- EXERCISE AIM
Copy out the passage on the former Lancashire township of Longworth word for word.

Longworth was a township of the civil and ecclesiastical parish of Bolton le Moors in the Salford hundred of Lancashire, England. In 1891 it had a population of 102.

==History==
The township was recorded as Longeworthe in 1254, Lunggewrthe in 1278 and Longeworth in 1290. The Old English suffix worth denotes an enclosure or enclosed settlement.

The manor was held of the lords of Manchester as two oxgangs of land by families which assumed the local surname. Longworths lived there from the Middle Ages until the mid 17th century. Matthew, son of Siward de Longworth, made a grant of land to Cockersand Abbey about the beginning of the 13th century. John de Longworth in 1288 successfully asserted his right to 100 acres of moor in Longworth. Pedigrees were entered at the heraldic visitations in 1567 and 1613. Christopher Longworth died in 1608, holding land and a water mill. Thomas Longworth and Dorothy his wife made a settlement of the manor of Longworth in 1632. After that the manor was sold, probably to the Lacys who recorded a pedigrees in 1664. No house in the township had more than two hearths in 1666, except Thomas Lacy's, which had seven out of a total of twenty-one. In 1738 Longworth is named in a settlement of the estates of William Hulton of Over Hulton.

In 1907 the township was purchased by the Bolton Corporation to build the Delph reservoir. There was a quarry and a cotton mill which was demolished by Bolton Corporation when they bought the land.

- DATA LISTING
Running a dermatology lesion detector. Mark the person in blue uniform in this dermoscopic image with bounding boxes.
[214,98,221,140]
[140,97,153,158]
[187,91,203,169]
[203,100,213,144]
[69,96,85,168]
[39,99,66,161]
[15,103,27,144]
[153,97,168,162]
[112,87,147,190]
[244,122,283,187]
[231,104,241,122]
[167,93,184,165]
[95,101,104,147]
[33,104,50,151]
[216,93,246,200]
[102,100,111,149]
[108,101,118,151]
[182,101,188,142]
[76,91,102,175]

- TASK SOLUTION
Longworth was a township of the civil and ecclesiastical parish of Bolton le Moors in the Salford hundred of Lancashire, England. In 1891 it had a population of 102.

==History==
The township was recorded as Longeworthe in 1254, Lunggewrthe in 1278 and Longeworth in 1290. The Old English suffix worth denotes an enclosure or enclosed settlement.

The manor was held of the lords of Manchester as two oxgangs of land by families which assumed the local surname. Longworths lived there from the Middle Ages until the mid 17th century. Matthew, son of Siward de Longworth, made a grant of land to Cockersand Abbey about the beginning of the 13th century. John de Longworth in 1288 successfully asserted his right to 100 acres of moor in Longworth. Pedigrees were entered at the heraldic visitations in 1567 and 1613. Christopher Longworth died in 1608, holding land and a water mill. Thomas Longworth and Dorothy his wife made a settlement of the manor of Longworth in 1632. After that the manor was sold, probably to the Lacys who recorded a pedigrees in 1664. No house in the township had more than two hearths in 1666, except Thomas Lacy's, which had seven out of a total of twenty-one. In 1738 Longworth is named in a settlement of the estates of William Hulton of Over Hulton.

In 1907 the township was purchased by the Bolton Corporation to build the Delph reservoir. There was a quarry and a cotton mill which was demolished by Bolton Corporation when they bought the land.